*** Opening DATASET ENTRIES ***

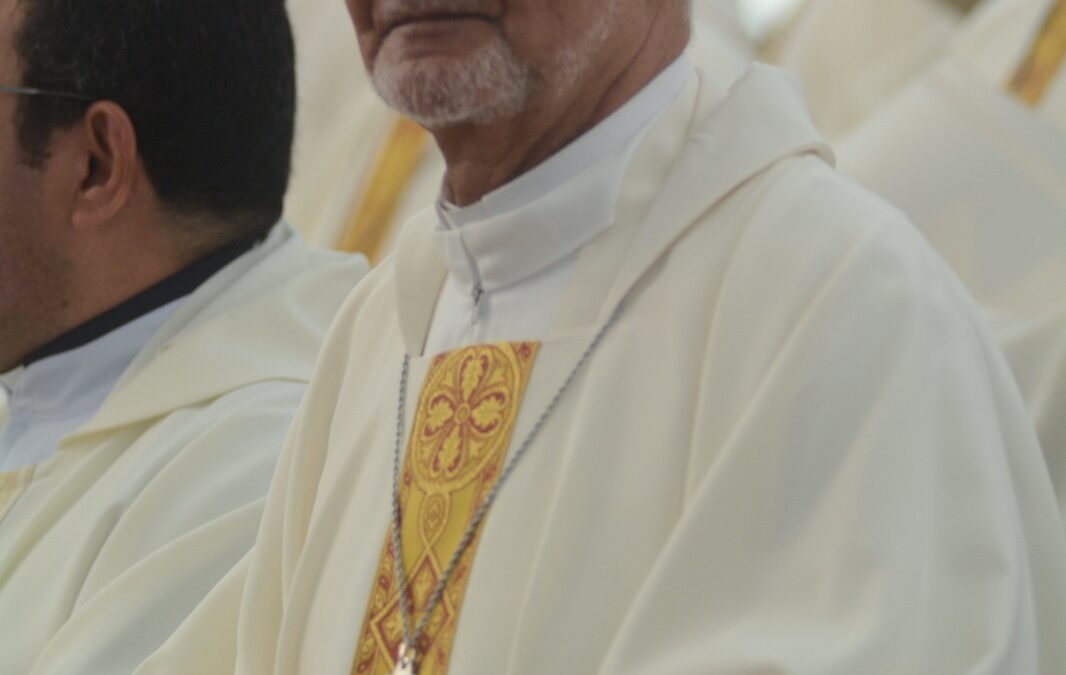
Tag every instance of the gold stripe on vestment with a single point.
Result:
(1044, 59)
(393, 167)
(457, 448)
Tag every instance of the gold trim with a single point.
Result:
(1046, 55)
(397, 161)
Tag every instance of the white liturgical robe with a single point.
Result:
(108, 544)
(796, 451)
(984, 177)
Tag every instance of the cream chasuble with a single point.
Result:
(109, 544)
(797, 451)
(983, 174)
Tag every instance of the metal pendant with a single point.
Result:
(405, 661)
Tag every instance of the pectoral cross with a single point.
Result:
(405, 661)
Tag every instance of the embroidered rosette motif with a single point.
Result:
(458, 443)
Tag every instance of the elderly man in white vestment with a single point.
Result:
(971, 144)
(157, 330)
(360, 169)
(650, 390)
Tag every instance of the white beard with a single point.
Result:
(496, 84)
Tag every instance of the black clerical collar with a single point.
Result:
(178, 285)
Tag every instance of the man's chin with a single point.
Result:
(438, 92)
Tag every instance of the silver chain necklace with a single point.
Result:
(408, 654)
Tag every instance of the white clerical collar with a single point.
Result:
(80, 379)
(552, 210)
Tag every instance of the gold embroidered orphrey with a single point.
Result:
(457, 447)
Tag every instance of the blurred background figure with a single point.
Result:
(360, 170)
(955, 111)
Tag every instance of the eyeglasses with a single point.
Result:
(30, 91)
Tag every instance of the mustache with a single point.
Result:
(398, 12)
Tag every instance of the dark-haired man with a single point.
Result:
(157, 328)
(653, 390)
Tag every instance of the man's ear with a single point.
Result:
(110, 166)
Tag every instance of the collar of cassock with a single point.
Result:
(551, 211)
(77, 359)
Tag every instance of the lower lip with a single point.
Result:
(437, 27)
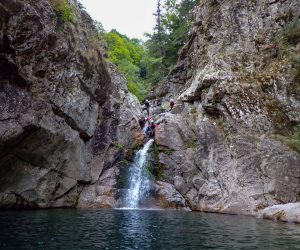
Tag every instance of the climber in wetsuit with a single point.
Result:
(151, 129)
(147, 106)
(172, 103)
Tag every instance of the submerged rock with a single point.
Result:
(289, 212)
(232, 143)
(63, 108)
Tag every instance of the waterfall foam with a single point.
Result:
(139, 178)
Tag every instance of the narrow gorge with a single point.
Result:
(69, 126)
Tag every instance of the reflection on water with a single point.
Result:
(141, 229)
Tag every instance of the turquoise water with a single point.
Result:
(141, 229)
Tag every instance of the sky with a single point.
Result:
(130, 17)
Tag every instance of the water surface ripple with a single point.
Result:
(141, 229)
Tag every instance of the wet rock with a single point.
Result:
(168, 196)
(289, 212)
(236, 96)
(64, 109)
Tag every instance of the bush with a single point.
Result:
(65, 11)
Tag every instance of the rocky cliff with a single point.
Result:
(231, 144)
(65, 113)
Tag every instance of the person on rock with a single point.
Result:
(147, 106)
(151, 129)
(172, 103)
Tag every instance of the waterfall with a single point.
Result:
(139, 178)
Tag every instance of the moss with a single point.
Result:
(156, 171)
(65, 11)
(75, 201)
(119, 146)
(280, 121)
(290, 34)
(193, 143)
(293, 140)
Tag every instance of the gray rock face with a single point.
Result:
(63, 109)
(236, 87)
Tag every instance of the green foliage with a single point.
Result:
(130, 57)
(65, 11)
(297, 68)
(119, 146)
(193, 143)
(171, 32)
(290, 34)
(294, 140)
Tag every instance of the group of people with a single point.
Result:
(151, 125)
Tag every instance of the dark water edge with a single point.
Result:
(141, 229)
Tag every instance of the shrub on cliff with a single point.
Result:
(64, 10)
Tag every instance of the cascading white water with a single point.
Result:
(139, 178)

*** Closing DATASET ENTRIES ***
*** Opening DATASET ENTRIES ***

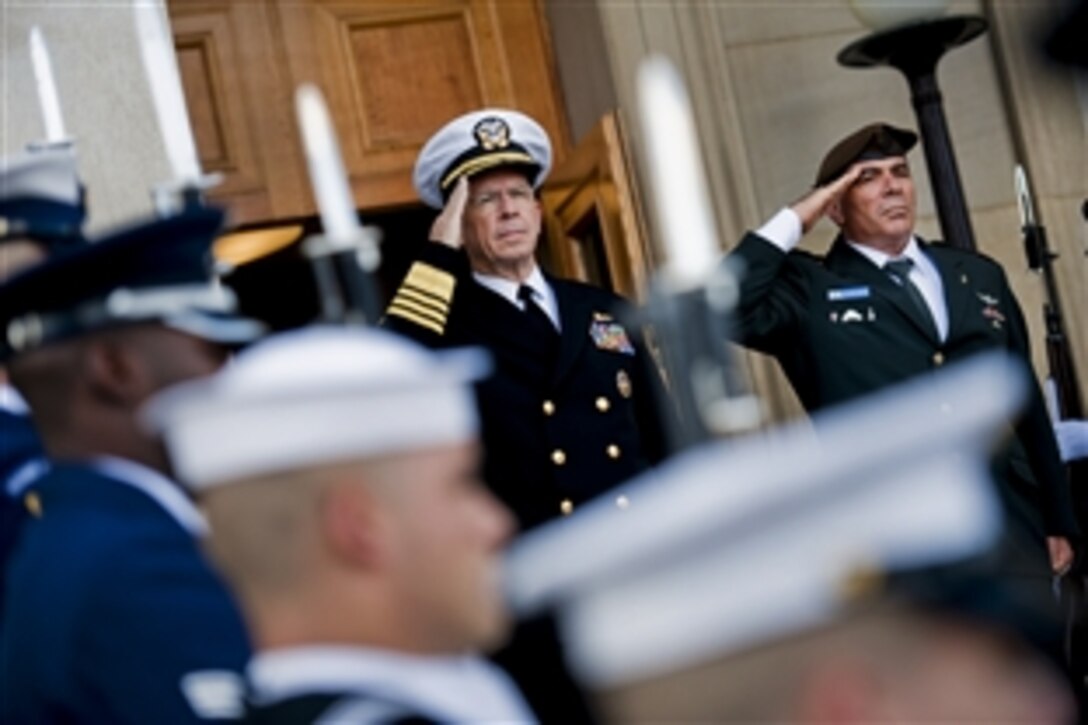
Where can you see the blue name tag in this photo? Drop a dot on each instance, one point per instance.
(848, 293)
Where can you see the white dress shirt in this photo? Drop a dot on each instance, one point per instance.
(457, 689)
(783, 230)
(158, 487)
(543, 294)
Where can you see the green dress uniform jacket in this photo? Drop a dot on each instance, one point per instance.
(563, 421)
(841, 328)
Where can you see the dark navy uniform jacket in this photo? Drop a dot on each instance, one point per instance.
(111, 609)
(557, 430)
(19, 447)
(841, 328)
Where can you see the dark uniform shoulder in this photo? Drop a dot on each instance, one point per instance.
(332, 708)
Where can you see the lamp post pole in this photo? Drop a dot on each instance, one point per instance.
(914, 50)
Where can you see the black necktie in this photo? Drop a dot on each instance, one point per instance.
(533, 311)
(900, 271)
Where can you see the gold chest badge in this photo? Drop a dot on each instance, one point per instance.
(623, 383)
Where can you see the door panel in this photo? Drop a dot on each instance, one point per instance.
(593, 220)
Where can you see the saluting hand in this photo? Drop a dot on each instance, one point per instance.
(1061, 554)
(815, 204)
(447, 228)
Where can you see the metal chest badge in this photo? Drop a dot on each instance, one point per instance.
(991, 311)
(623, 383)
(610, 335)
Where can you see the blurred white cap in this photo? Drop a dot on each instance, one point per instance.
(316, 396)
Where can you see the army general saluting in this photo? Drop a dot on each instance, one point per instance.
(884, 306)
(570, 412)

*** Closing DATASET ENTRIES ***
*** Opening DATASET ENTRIES ***

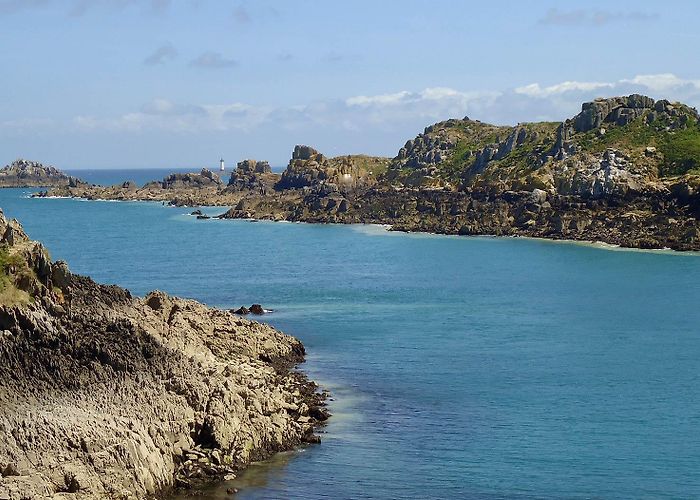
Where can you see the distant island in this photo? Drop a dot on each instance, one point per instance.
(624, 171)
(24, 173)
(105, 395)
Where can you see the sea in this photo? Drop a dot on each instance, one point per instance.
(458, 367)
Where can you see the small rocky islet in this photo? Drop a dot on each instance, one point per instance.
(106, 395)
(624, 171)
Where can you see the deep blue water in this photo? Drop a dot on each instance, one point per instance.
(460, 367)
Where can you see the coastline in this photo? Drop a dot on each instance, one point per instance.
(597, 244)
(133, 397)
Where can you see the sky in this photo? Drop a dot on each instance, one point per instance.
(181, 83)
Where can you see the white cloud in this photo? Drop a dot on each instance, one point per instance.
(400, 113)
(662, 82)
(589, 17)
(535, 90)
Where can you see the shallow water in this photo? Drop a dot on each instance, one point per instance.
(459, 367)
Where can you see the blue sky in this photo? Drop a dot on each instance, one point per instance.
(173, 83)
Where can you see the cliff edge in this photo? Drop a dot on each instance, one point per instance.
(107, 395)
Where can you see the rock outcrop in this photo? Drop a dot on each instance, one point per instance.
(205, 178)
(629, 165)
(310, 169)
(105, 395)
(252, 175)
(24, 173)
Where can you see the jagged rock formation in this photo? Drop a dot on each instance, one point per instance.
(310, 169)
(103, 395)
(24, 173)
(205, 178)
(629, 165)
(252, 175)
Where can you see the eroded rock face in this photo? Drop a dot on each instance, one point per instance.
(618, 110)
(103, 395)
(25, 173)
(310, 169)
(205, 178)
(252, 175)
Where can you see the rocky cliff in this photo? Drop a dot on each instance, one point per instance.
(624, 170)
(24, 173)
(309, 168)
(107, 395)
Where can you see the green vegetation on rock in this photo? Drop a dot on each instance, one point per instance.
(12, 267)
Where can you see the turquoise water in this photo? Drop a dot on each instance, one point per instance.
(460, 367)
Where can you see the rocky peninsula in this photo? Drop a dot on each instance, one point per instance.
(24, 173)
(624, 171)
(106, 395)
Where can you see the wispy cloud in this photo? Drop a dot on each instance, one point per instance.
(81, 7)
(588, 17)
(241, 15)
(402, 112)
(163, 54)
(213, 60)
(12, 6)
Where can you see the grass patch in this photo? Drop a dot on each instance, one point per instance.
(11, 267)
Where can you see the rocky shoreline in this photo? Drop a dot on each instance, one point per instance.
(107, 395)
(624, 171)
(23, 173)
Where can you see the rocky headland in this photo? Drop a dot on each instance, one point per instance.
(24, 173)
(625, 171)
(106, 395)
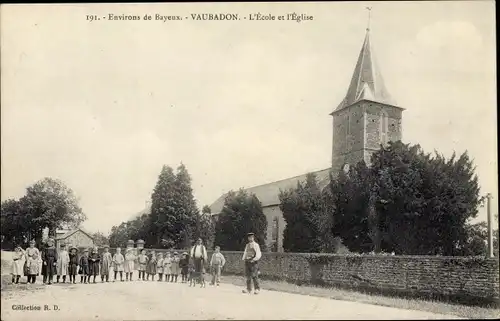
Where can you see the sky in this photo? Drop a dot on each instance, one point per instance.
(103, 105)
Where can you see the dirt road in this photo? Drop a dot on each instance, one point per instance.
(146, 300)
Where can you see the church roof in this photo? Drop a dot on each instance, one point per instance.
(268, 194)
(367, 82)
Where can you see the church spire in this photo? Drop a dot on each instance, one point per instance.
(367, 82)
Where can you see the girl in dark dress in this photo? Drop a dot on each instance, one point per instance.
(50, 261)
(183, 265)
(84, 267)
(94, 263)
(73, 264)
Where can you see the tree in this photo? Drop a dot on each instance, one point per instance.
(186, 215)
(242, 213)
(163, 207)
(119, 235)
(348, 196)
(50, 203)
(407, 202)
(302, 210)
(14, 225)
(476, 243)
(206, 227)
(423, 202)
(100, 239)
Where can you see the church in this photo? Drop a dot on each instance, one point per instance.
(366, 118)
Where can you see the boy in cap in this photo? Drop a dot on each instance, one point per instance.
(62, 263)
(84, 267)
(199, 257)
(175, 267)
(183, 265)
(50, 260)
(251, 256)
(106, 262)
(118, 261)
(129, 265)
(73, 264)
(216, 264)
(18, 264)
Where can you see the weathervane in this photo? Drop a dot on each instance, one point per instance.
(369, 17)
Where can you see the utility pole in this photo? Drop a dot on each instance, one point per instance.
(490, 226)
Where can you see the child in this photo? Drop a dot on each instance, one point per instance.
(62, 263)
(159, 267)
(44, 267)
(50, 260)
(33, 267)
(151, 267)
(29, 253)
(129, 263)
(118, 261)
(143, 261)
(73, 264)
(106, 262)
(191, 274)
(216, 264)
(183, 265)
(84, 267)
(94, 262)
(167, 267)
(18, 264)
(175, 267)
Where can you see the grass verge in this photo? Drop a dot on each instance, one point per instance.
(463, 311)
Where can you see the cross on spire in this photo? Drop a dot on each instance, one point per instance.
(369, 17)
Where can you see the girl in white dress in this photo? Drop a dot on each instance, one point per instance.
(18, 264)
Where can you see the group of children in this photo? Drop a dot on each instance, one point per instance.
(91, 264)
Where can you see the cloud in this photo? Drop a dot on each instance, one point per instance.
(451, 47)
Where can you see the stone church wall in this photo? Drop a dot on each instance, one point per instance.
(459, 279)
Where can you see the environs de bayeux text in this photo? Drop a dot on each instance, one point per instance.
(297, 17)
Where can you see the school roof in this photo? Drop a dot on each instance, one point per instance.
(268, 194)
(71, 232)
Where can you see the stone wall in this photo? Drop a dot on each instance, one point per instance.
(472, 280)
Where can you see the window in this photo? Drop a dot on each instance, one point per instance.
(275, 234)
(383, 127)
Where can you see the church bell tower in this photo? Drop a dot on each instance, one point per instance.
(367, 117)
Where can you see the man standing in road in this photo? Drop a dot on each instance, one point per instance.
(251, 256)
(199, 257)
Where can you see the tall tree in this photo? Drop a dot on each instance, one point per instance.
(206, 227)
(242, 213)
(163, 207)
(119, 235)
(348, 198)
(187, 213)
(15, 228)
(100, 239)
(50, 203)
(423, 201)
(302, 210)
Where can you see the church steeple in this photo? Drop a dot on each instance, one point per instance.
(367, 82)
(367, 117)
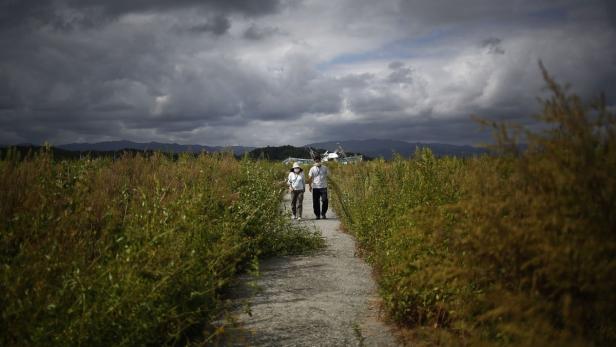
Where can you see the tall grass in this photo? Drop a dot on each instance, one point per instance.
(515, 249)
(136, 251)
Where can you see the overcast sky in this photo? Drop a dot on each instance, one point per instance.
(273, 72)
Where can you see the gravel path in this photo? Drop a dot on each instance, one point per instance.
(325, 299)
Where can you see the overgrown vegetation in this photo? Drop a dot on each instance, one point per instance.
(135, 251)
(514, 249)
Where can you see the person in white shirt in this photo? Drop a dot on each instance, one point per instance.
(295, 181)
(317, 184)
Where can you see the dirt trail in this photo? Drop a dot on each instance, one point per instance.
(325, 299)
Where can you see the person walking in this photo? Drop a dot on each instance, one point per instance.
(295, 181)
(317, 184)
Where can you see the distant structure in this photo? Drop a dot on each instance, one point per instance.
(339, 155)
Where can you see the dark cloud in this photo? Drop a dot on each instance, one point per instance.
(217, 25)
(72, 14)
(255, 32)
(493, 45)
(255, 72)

*** Closing DATASET ENTRIES ***

__WORK TO BE COMPLETED__:
Could you transcribe the entries above word for word, from the line with "Tag every instance of the waterfall with" down to the line with "Tag every instance of the gray", keeping both?

__YOUR RESPONSE__:
Tag every instance of the waterfall with a single point.
Result:
(139, 178)
Tag every instance of the moss with a single point.
Result:
(156, 171)
(65, 11)
(75, 201)
(119, 146)
(280, 121)
(290, 34)
(193, 143)
(293, 140)
Tag every instance of the gray rock face with a single point.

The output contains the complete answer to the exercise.